__Supplied entries__
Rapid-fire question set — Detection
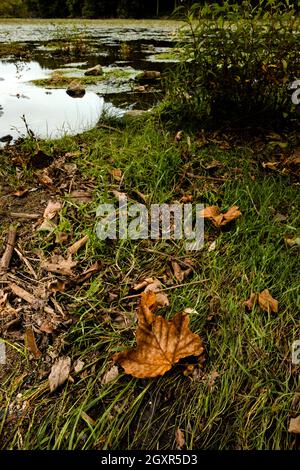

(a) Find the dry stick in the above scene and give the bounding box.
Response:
[0,226,17,272]
[120,279,210,302]
[186,173,226,181]
[15,248,38,280]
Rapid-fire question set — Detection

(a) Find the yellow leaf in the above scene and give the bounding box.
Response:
[114,292,204,378]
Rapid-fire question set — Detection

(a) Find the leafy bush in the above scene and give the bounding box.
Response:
[163,0,300,127]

__Problem to solve__
Write out the lines above word for word, omitting the pictures.

__Response to this exercise__
Rapid-fire question set — Detection

(a) Find the dry stick in the above scene and give the bounding box.
Response:
[0,226,17,272]
[120,279,210,302]
[186,173,226,181]
[15,248,38,280]
Rapid-fire question set — Detection

(a) Find the yellow leaf in the above scene and give the bounding box.
Response:
[114,292,204,378]
Rapid-fire question set — Detection

(a) Find the leafy bush in the above scene and give the bounding box.
Response:
[163,0,300,127]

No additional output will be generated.